Exactly reproduce the line that contains "Expected behaviour: place one point on the church" and all lines after it in the entries below, through the very last line.

****************

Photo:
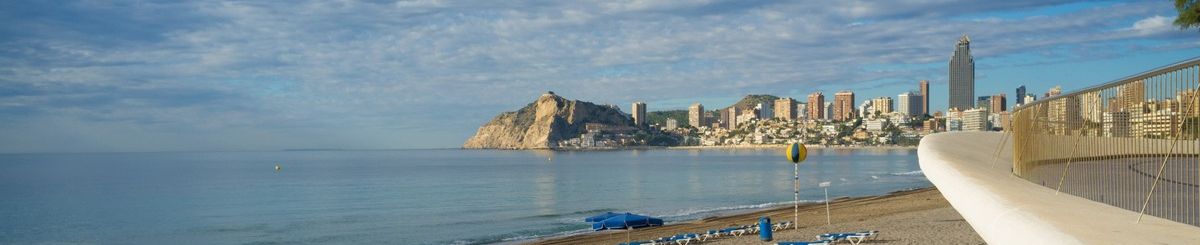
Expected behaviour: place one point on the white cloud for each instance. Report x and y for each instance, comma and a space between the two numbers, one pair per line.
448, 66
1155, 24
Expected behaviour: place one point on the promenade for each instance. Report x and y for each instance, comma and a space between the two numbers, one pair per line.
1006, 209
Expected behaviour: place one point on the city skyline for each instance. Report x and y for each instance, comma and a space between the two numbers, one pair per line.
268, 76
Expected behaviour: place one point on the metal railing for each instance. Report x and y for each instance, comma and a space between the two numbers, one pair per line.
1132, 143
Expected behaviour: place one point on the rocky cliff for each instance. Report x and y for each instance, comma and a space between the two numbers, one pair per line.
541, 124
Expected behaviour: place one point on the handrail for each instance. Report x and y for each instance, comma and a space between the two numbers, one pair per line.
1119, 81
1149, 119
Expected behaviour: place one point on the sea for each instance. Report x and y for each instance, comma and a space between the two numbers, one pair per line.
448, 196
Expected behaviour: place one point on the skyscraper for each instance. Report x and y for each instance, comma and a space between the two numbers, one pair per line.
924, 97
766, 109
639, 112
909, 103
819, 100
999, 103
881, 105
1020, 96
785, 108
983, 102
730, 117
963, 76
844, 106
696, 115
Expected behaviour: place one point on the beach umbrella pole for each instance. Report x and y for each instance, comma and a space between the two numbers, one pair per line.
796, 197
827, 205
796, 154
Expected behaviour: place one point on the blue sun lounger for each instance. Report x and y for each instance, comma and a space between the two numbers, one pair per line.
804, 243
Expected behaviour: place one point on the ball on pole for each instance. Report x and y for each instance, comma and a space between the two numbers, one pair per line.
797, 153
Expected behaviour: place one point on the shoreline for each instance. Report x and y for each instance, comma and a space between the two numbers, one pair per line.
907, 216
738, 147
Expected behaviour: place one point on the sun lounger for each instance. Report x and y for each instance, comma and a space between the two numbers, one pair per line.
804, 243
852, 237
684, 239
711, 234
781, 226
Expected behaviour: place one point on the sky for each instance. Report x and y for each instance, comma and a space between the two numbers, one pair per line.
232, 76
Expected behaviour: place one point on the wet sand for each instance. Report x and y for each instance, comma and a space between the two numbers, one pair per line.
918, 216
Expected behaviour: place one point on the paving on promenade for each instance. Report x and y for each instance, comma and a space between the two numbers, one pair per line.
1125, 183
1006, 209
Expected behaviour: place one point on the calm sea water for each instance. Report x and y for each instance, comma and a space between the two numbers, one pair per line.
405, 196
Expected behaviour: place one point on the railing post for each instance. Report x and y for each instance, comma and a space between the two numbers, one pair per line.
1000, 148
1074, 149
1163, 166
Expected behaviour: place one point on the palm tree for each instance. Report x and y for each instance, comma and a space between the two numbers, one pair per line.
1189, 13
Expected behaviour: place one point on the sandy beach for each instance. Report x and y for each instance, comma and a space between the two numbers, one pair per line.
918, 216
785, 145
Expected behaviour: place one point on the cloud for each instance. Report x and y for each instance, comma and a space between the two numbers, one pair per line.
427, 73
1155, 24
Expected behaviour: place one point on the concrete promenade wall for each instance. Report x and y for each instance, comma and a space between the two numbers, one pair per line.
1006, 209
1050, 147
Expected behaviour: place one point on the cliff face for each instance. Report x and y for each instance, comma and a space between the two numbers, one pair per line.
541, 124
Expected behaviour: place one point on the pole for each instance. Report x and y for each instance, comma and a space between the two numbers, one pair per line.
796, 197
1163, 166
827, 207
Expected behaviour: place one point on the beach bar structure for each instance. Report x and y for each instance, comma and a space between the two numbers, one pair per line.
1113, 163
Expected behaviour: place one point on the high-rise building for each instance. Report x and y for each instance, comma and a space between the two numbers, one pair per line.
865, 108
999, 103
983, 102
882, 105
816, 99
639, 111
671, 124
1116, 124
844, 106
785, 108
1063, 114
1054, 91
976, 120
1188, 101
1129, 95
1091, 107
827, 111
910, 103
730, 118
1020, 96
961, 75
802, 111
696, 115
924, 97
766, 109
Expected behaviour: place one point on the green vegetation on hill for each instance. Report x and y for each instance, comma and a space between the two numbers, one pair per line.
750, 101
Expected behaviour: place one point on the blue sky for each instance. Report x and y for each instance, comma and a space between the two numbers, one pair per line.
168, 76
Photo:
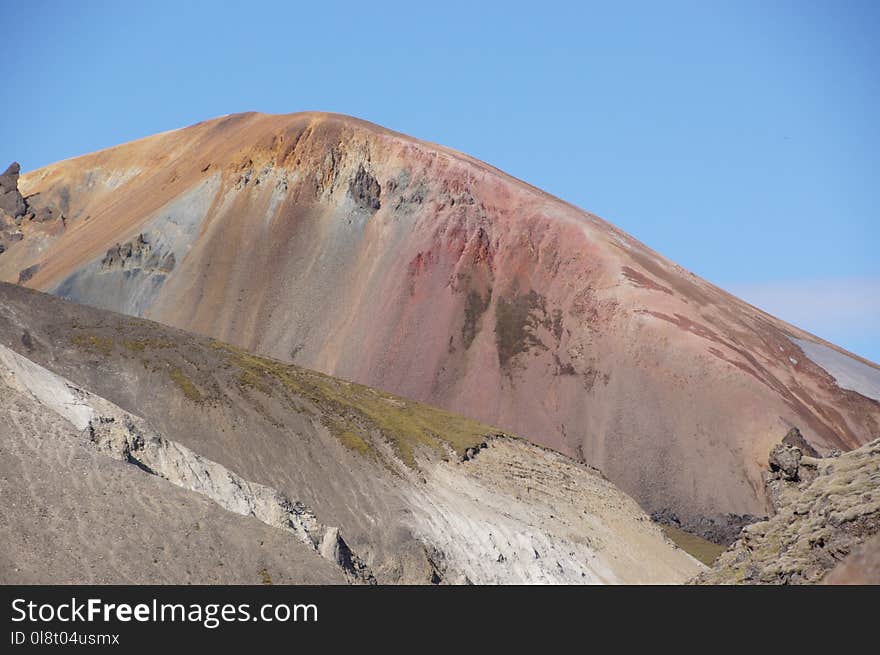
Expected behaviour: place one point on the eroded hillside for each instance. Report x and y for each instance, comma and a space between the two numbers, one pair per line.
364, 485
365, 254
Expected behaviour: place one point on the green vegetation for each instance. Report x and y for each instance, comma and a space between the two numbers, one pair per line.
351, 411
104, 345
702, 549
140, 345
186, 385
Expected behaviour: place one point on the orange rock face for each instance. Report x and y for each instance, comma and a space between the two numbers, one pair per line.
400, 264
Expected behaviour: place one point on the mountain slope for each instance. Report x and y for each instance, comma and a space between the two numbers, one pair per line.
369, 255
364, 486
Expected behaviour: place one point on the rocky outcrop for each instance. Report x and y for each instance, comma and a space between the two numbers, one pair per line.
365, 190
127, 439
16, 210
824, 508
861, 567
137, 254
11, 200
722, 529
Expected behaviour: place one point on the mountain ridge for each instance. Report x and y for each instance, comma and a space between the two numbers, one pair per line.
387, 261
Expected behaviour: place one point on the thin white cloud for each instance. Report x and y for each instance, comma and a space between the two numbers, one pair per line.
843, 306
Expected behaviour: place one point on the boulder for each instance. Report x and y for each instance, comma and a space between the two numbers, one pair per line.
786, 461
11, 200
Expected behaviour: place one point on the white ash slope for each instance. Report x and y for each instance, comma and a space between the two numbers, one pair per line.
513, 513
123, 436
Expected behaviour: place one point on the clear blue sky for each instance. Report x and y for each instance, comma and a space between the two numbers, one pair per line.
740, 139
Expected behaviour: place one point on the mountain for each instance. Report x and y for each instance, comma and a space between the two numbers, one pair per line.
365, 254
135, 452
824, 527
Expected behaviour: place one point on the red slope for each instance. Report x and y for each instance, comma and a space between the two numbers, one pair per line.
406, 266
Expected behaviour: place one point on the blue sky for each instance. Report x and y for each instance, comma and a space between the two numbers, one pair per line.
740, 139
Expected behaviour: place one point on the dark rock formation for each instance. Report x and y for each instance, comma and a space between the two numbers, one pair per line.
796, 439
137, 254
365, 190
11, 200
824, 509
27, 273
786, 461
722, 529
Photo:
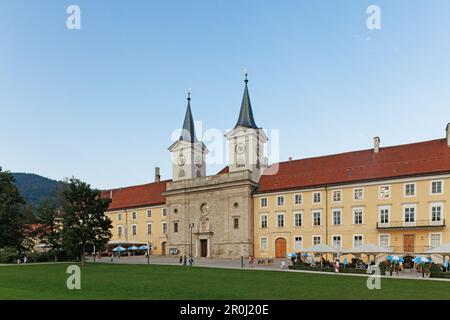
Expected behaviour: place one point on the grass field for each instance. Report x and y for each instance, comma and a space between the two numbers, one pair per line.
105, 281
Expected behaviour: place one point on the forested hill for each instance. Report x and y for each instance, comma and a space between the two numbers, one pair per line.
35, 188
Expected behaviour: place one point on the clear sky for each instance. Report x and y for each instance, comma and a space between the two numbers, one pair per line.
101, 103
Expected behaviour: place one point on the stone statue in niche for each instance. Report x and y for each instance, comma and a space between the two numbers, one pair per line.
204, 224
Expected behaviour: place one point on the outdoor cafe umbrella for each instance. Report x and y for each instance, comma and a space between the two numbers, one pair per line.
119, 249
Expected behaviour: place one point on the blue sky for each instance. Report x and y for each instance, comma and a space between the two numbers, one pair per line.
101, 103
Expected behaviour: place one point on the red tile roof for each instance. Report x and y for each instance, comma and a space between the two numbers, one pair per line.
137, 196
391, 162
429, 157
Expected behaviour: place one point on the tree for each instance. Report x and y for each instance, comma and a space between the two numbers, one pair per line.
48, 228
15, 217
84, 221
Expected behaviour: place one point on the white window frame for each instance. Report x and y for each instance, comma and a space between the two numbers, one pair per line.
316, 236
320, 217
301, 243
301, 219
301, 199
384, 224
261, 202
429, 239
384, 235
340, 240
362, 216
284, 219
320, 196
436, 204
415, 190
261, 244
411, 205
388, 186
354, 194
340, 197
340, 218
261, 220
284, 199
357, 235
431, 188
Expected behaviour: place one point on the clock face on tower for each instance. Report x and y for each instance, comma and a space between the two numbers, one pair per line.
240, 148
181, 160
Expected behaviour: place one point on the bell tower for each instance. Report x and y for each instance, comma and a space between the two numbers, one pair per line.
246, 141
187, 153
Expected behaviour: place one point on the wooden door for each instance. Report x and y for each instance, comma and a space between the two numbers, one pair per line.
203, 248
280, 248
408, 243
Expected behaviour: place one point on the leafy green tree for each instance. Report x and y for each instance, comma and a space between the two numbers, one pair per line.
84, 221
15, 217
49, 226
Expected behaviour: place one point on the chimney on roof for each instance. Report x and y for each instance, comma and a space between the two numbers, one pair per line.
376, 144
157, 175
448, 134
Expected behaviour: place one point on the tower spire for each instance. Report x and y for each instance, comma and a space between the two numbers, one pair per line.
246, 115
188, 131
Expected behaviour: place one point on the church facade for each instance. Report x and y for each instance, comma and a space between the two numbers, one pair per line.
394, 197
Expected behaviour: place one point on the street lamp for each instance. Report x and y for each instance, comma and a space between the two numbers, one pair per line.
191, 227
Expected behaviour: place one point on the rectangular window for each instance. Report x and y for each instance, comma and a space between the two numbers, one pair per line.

****************

THE COMPLETED TASK ▸
Expected behaviour: place one point on the church facade for each instance. Report x and y for each instance, comma and a space between the two numbers, one pair per line.
394, 197
Expected behaviour: place one point on the street lamp for each instance. Report x and y for each instance, comma and a space between the two numbers, one pair per line.
191, 227
Expected behaviour: place one point on the rectangular window for each instance. Report x and y for each instance, comma and a space between the two numbers, one pair per line.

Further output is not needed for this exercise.